___ Task material

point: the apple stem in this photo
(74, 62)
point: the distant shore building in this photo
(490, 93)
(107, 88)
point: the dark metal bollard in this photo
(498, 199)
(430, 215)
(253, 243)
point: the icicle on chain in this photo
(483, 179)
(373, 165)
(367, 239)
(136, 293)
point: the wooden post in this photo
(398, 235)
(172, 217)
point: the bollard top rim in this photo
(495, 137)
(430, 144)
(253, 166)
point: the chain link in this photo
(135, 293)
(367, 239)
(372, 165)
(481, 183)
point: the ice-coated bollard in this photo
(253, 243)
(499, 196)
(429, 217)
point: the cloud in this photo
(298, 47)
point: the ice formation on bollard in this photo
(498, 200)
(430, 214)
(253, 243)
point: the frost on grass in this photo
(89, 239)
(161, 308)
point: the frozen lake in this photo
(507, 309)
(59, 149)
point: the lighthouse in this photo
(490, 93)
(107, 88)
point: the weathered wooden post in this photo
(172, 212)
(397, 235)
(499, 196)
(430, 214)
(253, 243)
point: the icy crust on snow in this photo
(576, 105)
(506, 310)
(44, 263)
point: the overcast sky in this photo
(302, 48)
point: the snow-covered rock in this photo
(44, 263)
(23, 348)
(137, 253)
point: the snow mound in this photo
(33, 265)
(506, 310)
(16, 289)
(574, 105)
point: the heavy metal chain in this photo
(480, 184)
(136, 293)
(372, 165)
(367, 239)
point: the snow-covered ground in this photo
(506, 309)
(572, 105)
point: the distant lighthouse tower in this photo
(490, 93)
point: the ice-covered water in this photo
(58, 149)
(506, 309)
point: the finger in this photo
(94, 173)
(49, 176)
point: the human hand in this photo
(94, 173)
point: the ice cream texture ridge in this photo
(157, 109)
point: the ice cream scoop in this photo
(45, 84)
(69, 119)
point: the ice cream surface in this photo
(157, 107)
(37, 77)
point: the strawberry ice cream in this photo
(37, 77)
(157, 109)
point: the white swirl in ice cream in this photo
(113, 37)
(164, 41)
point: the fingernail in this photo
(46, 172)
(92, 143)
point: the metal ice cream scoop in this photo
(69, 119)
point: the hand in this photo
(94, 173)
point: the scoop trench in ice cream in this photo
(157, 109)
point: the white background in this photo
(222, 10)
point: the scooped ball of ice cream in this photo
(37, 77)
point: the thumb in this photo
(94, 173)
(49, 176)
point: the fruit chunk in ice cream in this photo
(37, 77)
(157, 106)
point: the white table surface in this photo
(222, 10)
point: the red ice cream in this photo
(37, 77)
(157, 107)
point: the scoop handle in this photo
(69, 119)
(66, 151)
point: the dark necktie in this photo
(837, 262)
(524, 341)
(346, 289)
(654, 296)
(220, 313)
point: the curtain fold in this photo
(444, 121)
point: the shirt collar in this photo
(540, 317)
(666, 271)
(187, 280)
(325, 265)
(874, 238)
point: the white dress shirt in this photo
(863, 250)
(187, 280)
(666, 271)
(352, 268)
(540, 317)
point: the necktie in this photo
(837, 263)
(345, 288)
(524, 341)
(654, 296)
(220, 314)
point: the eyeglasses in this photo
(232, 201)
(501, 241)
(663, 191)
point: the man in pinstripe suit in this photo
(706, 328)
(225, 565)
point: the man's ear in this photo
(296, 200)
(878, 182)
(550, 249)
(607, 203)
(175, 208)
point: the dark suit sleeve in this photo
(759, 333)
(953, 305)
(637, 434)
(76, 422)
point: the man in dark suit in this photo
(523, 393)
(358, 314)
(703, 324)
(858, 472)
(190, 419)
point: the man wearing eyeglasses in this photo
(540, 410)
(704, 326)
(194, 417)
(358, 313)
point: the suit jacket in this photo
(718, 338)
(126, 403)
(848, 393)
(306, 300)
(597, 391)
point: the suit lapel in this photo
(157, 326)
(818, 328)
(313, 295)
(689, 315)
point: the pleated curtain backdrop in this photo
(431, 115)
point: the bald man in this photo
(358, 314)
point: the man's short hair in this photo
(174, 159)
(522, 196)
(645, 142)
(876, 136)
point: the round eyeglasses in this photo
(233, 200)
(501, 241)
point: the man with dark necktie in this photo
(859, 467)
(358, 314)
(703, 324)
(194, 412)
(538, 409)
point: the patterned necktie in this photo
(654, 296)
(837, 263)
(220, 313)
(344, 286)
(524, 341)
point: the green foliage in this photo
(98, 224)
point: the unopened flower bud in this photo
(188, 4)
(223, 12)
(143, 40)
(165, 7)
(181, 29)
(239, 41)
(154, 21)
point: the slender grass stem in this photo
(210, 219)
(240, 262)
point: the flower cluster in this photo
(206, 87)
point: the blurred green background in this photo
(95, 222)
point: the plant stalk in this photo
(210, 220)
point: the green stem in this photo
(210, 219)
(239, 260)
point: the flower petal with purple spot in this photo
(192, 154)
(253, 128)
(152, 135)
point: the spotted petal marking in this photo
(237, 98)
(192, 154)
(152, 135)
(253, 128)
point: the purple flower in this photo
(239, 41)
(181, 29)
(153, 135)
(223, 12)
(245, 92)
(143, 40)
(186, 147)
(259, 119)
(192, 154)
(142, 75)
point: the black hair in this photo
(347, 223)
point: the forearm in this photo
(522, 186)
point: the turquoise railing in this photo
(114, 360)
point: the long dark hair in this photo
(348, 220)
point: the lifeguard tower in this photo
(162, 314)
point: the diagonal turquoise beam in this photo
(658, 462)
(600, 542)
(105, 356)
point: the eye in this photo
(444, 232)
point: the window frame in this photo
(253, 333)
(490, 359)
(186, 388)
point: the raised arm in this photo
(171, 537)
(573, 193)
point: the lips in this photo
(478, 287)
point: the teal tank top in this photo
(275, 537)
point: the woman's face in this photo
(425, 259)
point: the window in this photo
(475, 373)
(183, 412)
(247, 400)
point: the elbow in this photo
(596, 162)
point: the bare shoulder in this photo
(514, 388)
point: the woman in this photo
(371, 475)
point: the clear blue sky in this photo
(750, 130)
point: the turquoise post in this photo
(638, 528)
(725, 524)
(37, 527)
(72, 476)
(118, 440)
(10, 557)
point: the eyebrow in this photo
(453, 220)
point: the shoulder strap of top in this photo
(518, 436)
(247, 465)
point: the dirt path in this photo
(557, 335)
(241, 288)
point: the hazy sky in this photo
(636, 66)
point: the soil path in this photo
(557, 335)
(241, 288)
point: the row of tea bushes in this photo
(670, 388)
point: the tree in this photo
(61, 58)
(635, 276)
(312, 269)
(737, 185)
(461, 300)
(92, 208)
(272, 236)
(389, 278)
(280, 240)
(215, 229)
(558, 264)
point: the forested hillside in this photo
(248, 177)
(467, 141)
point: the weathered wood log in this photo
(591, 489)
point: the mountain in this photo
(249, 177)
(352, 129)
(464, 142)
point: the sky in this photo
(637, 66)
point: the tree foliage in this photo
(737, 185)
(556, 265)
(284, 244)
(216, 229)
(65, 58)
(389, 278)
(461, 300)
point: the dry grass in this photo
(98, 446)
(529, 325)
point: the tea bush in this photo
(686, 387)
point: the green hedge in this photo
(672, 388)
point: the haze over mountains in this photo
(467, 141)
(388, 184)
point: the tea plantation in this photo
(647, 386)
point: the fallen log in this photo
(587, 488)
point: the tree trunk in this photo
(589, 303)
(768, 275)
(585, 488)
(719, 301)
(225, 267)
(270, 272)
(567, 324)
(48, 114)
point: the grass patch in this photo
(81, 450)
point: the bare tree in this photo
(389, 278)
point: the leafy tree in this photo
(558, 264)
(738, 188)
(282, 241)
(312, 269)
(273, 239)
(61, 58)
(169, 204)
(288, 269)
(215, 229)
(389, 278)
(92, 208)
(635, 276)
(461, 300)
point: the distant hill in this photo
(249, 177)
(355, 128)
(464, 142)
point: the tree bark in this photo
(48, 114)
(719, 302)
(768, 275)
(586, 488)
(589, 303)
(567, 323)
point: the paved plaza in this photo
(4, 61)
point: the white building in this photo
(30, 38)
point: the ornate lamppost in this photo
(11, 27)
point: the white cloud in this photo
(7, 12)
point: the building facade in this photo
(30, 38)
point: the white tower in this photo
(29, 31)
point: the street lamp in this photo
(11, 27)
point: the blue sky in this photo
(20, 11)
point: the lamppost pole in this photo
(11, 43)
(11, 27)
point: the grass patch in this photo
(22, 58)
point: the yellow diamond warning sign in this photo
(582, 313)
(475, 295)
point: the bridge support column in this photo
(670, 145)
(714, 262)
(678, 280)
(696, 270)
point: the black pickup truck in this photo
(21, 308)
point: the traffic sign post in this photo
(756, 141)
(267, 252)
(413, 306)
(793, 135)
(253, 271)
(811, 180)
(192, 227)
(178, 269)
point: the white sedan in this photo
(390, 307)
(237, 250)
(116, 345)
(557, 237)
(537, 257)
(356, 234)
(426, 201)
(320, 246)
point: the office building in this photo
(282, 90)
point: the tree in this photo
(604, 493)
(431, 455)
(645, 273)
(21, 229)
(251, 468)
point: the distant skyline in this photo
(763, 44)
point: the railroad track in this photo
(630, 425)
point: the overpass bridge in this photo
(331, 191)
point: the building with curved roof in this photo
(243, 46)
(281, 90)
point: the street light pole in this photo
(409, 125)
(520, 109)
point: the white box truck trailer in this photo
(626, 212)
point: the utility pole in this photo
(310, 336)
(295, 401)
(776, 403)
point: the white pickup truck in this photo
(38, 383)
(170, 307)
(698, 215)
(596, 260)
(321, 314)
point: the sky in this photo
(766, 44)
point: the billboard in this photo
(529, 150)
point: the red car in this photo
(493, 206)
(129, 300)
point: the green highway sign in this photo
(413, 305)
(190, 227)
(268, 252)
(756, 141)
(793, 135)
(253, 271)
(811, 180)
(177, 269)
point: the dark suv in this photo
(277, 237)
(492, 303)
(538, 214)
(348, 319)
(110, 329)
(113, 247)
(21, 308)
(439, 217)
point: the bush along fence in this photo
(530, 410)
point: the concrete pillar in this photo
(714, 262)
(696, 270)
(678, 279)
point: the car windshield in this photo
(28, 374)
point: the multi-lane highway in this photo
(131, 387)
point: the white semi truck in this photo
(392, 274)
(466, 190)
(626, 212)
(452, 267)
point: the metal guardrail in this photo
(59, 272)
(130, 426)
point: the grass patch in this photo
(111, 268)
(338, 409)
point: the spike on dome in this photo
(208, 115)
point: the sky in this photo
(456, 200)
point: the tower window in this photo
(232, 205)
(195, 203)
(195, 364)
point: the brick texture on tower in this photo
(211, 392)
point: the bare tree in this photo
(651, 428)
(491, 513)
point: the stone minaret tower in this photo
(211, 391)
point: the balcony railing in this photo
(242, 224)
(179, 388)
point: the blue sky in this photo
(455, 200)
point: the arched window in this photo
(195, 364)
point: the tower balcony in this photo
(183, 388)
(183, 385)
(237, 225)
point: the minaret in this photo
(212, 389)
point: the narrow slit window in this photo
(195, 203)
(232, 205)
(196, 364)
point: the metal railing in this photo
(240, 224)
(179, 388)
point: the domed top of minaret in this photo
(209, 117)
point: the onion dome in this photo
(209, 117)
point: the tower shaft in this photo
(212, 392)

______

▶ What to work on:
Nothing but the lines from the one with "point: the stone minaret tower in this photo" through the last line should be repeated, each exactly as it stands.

▶ Result below:
point: the stone minaret tower in this photo
(211, 391)
point: the balcony railing in this photo
(242, 224)
(179, 388)
point: the blue sky in this photo
(455, 200)
point: the arched window in this photo
(195, 364)
point: the tower balcony in this photo
(183, 388)
(183, 385)
(237, 225)
point: the minaret in this photo
(212, 389)
point: the narrow slit window in this photo
(195, 203)
(232, 205)
(196, 364)
point: the metal railing in this photo
(240, 224)
(179, 388)
point: the domed top of minaret in this photo
(209, 117)
point: the onion dome in this photo
(209, 117)
point: the tower shaft in this photo
(212, 392)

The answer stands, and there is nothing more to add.